DESCRIPTION OF THE TASK: Convert only the entries from the line containing "Target: metal truss structure" to the line containing "column 137, row 253", both lines included, into a numbered list, omitting any blank lines.
___ MATERIAL FOR THIS TASK ___
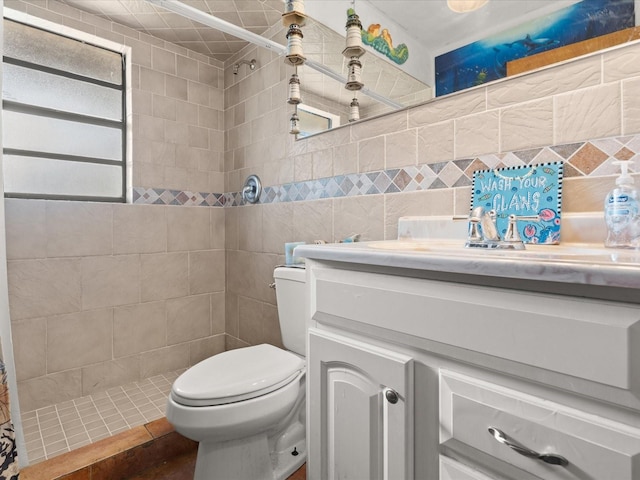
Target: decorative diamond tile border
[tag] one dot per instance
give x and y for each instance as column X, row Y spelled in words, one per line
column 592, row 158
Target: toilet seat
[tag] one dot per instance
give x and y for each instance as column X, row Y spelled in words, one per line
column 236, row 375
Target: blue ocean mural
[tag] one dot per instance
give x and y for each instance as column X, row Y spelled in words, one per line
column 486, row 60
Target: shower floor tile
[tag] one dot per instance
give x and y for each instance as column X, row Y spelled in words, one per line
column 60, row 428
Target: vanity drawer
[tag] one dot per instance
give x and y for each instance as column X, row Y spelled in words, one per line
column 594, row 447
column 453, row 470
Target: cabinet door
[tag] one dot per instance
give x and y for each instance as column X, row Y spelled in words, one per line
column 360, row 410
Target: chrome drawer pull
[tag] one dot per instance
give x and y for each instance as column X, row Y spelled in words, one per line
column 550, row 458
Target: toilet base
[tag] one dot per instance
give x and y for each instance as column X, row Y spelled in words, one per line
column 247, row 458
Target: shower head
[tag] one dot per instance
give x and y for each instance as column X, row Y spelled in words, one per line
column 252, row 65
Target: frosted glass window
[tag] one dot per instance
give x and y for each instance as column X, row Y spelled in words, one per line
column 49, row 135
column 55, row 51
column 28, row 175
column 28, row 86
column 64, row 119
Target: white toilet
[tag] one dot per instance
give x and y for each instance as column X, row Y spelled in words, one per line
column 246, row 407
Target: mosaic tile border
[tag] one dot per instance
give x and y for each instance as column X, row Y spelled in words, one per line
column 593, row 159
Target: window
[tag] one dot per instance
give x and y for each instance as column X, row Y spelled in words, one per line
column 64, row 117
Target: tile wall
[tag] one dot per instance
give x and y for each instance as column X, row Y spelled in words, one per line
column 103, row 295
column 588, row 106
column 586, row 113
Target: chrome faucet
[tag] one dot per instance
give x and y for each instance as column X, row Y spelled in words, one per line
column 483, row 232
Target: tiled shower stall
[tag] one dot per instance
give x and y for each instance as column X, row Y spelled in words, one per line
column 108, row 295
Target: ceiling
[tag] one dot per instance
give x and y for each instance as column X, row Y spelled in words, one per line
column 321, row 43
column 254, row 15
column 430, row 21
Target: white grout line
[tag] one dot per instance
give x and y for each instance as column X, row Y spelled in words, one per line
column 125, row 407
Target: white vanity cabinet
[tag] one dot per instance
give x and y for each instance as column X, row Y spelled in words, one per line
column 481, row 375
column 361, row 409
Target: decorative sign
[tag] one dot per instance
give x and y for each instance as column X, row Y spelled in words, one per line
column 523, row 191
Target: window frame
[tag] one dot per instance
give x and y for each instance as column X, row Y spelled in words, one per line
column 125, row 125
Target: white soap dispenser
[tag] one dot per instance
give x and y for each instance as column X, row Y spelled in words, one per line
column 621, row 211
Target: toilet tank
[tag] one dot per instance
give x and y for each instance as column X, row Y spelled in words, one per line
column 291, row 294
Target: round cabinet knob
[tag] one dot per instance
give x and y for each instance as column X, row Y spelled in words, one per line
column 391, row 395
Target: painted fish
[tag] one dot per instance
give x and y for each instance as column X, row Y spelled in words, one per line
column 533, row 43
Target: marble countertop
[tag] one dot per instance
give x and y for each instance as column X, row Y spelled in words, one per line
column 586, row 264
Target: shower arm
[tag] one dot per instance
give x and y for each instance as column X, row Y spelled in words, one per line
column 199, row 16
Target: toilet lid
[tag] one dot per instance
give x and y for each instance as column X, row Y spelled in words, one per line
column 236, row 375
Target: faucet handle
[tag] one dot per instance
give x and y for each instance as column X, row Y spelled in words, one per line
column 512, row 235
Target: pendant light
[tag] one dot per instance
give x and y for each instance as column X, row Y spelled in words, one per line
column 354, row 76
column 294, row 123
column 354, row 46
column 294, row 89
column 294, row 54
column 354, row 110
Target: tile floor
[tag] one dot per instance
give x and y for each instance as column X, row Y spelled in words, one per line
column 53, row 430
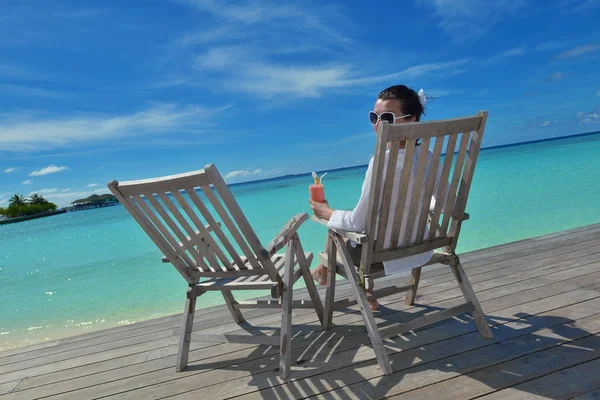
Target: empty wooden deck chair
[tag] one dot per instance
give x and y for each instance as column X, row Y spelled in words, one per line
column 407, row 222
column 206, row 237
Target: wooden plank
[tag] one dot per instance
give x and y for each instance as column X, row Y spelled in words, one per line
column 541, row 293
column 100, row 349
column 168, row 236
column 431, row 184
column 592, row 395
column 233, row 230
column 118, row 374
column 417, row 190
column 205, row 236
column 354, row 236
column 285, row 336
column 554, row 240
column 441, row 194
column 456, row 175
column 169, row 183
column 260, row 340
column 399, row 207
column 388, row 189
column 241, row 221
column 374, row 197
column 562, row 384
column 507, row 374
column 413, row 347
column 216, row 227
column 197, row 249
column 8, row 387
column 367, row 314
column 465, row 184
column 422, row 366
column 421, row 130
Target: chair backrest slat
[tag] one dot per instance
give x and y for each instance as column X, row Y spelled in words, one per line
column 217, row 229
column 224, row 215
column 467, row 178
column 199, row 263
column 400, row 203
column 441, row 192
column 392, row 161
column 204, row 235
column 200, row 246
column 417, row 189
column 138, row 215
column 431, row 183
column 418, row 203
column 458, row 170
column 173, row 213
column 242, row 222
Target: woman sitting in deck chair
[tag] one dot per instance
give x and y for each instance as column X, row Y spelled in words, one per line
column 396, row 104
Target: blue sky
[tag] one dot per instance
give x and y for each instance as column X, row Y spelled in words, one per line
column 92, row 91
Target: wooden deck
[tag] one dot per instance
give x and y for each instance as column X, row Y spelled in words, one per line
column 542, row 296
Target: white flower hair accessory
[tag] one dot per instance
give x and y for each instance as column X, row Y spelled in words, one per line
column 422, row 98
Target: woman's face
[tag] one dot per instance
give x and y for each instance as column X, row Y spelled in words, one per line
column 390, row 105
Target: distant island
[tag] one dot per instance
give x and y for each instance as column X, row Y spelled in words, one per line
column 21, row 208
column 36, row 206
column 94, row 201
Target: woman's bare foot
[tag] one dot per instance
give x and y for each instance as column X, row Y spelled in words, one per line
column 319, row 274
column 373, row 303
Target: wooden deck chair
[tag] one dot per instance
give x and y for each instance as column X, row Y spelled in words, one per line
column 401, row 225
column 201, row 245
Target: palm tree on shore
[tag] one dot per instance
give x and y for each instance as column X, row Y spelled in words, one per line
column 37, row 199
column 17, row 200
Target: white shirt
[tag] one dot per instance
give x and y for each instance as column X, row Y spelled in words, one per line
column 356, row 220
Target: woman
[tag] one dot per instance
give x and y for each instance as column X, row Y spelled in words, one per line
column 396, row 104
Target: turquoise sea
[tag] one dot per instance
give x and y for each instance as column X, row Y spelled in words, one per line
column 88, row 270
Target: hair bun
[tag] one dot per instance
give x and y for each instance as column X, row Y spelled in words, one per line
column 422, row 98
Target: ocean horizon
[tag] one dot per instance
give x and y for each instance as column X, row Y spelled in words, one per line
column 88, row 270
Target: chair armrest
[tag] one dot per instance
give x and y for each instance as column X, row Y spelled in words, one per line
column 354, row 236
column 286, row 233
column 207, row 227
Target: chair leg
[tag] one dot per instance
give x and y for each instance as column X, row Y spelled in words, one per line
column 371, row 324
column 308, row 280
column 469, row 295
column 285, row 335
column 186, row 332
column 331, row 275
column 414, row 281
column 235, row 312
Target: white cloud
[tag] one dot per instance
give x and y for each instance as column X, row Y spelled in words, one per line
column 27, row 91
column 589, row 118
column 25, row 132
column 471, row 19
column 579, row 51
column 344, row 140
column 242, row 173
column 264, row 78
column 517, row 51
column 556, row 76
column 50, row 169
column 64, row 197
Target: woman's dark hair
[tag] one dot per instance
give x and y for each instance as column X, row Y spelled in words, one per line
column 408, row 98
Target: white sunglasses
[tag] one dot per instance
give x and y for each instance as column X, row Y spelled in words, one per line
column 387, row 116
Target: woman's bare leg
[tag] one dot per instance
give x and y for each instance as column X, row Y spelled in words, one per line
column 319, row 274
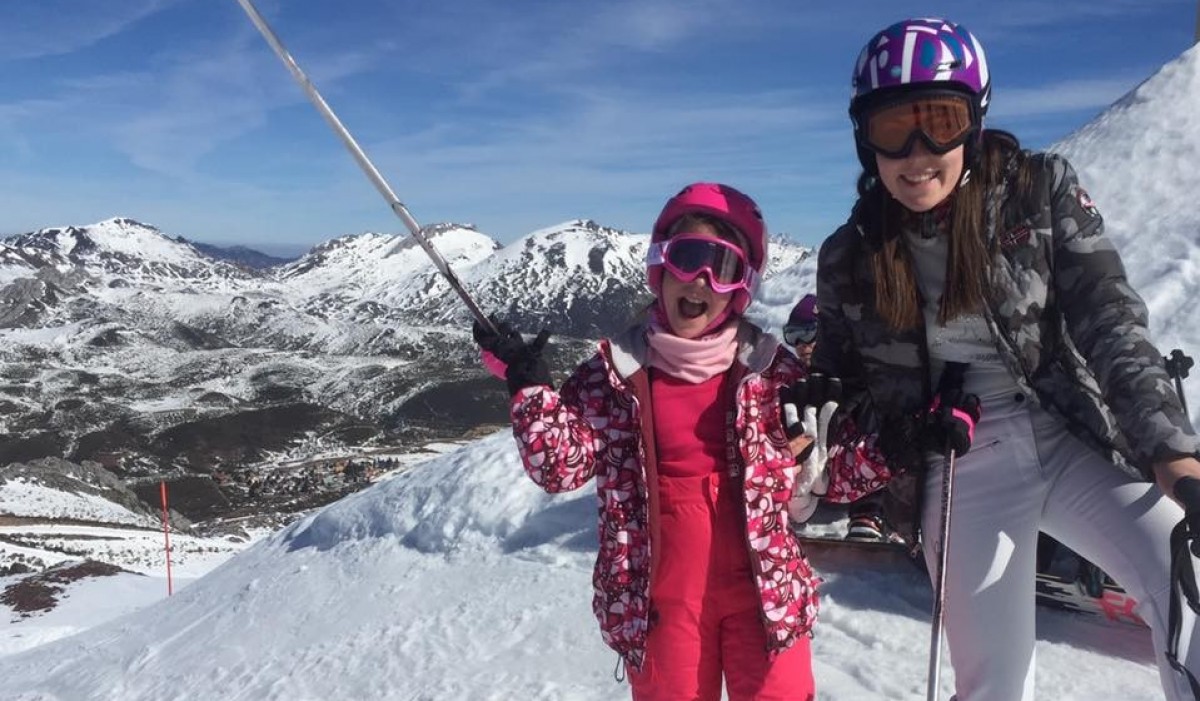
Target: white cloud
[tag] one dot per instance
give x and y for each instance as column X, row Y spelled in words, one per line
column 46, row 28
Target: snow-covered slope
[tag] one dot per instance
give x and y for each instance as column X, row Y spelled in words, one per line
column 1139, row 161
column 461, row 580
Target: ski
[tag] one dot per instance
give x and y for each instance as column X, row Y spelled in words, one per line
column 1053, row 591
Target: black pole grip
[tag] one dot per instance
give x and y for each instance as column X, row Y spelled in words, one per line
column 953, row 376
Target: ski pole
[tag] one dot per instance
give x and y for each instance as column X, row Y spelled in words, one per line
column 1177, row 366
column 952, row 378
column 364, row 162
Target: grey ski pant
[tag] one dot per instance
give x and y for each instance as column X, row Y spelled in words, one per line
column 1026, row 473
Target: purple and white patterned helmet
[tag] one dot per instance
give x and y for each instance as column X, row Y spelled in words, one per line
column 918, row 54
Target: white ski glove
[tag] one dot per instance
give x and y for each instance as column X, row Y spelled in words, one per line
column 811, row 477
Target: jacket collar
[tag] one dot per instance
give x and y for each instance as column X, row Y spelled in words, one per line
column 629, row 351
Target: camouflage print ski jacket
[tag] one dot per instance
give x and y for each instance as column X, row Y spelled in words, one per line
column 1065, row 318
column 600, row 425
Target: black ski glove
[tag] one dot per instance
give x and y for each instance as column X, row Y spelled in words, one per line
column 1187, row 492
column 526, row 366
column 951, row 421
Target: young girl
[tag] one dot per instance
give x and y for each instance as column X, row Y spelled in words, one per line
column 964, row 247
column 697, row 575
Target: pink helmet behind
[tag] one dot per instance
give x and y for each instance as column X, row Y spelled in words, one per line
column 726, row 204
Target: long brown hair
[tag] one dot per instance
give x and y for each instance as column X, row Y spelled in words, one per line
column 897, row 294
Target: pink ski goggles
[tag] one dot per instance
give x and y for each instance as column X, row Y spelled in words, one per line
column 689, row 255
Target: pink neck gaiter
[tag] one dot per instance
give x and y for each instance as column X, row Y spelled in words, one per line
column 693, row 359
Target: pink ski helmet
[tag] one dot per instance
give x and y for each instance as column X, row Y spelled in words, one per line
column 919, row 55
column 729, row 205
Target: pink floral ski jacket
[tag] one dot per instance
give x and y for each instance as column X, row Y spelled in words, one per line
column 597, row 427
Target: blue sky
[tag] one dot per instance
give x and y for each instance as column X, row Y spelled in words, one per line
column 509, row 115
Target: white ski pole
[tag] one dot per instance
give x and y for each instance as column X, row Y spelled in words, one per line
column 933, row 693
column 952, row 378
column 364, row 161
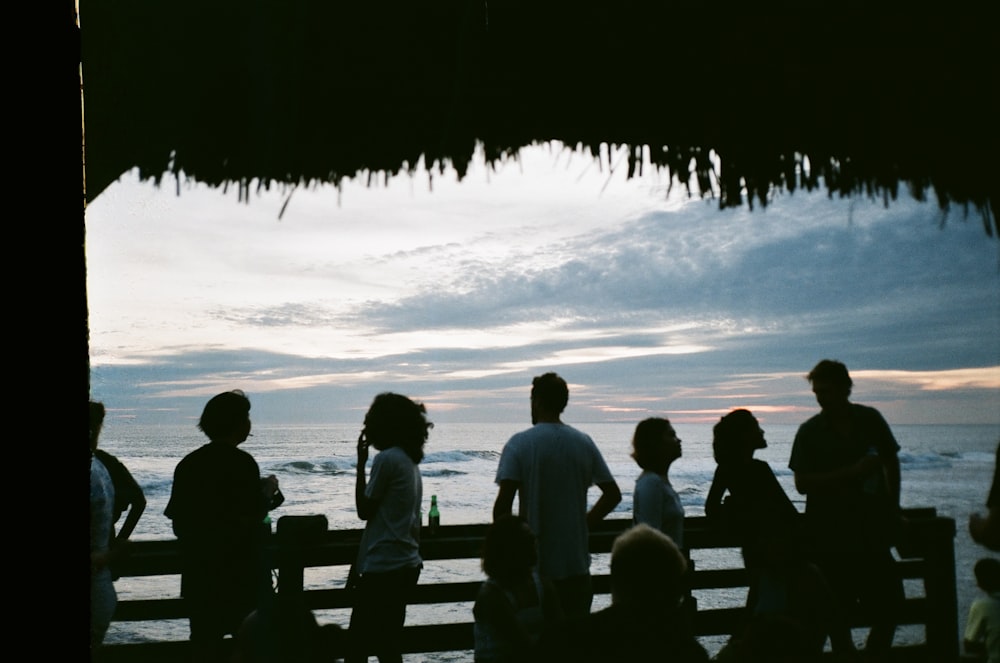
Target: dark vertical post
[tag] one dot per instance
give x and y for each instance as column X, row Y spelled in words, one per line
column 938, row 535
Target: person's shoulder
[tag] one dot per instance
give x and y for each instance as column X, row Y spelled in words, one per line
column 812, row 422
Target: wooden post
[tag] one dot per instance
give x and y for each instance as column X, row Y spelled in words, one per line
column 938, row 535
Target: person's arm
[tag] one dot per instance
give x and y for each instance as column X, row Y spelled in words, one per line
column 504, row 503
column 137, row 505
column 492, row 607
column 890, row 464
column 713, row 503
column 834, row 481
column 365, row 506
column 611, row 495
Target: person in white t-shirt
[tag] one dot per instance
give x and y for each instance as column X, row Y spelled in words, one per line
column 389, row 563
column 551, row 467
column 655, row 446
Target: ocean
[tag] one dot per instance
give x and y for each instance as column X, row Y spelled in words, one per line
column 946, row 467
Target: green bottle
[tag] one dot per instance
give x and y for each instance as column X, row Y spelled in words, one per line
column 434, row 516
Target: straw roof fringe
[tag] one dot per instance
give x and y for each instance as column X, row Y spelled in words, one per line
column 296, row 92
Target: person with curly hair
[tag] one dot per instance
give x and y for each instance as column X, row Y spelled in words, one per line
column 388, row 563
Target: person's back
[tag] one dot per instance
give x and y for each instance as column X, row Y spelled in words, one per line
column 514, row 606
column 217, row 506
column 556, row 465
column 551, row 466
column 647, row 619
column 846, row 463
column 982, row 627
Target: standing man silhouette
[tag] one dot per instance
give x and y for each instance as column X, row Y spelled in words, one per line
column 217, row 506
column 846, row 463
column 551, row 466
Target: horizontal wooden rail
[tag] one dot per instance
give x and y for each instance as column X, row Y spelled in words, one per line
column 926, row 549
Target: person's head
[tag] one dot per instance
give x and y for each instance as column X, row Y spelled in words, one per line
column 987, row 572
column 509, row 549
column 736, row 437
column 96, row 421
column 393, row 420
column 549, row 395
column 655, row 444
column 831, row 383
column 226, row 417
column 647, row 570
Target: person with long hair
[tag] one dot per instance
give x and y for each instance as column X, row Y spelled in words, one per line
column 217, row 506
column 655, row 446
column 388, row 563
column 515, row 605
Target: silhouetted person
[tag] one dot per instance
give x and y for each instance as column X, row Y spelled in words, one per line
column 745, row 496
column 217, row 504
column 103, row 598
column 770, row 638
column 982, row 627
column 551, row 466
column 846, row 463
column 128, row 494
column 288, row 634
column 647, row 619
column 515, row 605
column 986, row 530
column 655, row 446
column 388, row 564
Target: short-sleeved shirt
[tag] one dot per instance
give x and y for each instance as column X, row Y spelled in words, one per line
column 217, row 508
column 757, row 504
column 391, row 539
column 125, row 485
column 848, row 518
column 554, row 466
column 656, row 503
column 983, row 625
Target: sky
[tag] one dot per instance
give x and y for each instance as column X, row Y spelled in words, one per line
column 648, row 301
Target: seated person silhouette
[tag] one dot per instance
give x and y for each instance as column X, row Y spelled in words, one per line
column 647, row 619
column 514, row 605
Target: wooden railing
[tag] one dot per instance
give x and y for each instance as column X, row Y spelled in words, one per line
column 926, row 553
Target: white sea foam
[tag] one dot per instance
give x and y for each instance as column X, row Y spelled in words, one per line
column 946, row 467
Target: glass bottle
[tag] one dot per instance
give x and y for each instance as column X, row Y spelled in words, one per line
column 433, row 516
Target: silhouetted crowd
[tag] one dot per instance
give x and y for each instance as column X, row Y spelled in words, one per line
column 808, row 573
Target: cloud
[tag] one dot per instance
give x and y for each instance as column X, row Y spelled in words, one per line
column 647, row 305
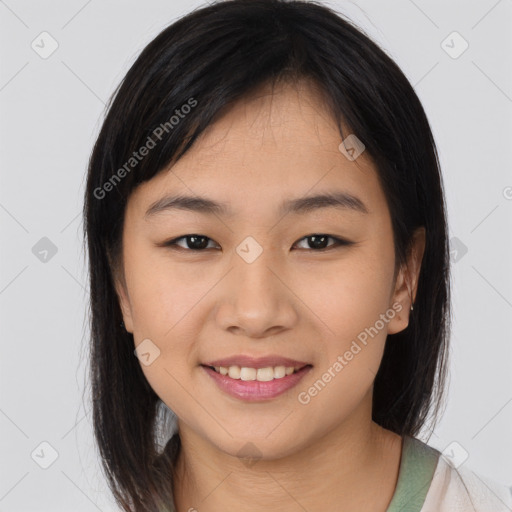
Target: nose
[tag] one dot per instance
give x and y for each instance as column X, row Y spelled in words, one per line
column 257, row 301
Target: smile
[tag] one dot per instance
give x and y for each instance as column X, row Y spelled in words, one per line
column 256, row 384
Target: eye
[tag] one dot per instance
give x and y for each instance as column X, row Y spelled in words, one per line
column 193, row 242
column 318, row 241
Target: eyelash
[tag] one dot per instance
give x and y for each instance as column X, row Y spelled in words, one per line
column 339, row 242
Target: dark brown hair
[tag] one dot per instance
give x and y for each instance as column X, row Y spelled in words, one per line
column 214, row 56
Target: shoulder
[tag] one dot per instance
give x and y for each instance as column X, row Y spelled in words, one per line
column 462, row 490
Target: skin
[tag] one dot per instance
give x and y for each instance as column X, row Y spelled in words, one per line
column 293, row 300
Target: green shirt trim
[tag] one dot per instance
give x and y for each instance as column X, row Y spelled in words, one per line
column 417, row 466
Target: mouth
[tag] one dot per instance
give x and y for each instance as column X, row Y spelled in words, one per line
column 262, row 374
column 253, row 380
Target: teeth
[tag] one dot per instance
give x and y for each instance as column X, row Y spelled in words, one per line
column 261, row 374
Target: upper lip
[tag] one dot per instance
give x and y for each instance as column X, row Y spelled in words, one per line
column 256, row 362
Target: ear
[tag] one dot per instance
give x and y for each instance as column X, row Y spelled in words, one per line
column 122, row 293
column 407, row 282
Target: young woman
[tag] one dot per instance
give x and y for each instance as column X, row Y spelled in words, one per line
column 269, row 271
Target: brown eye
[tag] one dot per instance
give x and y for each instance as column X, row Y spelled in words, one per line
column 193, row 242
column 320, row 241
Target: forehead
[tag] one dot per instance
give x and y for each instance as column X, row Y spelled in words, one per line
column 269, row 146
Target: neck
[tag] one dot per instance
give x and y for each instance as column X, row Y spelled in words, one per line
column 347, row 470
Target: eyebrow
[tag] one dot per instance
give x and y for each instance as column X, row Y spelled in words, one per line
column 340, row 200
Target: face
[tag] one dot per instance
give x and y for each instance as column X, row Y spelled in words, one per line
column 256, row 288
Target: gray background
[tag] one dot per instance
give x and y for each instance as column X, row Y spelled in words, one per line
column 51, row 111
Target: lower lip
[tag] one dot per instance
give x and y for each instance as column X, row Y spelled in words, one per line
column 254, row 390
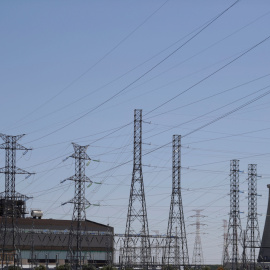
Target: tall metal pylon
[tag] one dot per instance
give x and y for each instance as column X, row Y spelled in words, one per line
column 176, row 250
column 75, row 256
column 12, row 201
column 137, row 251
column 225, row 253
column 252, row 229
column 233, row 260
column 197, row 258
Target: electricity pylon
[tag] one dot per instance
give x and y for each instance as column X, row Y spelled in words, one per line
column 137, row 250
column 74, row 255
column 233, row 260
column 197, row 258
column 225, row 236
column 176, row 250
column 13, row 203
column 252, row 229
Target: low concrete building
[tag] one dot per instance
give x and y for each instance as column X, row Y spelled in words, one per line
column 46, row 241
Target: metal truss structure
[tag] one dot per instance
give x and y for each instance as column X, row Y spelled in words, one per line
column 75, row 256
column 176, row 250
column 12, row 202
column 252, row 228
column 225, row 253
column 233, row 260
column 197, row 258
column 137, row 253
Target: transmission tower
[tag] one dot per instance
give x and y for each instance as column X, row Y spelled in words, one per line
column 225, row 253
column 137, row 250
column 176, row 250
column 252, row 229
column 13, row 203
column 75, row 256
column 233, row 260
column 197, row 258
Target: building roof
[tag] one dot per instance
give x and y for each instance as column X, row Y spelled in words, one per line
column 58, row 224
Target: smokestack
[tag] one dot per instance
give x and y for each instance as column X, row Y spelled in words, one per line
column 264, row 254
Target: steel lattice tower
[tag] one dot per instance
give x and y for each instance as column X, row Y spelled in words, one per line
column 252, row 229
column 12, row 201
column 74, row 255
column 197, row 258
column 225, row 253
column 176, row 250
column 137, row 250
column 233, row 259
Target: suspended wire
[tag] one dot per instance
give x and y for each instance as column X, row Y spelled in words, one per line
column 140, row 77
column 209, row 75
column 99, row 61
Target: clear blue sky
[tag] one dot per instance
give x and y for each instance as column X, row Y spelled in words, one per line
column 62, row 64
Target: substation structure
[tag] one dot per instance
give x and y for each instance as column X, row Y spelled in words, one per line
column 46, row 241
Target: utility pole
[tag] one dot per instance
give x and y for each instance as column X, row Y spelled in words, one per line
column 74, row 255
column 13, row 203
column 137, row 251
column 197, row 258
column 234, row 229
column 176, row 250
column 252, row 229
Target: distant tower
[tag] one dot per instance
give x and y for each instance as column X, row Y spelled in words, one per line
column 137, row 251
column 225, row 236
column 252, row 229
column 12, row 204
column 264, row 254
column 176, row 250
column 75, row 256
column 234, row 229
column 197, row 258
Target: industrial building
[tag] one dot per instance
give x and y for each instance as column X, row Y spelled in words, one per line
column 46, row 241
___
RESULT BELOW:
1. Target: metal truss structure
2. [tag] one dot per instance
3. give x and y for each instance as column X, row Y spelled in words, one per line
4. column 75, row 256
5. column 176, row 250
6. column 12, row 202
7. column 252, row 228
8. column 225, row 253
9. column 233, row 260
10. column 197, row 258
11. column 137, row 253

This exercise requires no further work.